#### [EXERCISE INPUT]
Begin

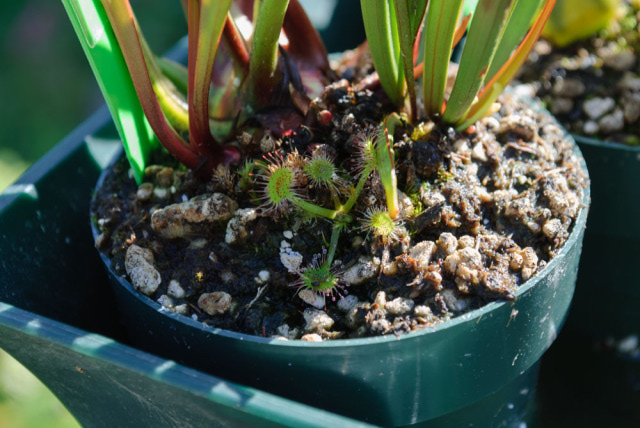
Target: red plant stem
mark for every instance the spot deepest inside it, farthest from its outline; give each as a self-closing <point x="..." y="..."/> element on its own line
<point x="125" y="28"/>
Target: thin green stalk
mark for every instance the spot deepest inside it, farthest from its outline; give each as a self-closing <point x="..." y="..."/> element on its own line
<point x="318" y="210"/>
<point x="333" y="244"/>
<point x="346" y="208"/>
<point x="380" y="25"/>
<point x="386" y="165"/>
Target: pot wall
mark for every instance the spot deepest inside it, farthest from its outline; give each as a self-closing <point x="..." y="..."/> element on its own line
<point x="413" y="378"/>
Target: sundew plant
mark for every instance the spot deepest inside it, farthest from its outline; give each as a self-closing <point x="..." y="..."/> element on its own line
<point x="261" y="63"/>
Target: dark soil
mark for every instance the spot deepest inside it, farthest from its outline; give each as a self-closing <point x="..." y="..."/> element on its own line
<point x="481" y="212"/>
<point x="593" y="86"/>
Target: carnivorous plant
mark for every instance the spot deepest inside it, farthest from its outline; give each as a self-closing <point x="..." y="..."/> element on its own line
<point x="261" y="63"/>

End
Begin

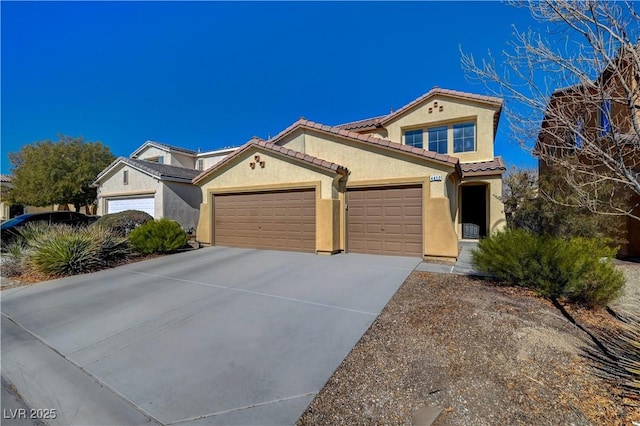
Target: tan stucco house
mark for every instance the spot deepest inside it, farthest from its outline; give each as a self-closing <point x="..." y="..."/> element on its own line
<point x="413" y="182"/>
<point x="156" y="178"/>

End

#### [WHAT TO DO]
State how many lines of the material above contain the string "plant". Reply with the number alone.

#### [RESULT FOR THIS EXERCISE]
3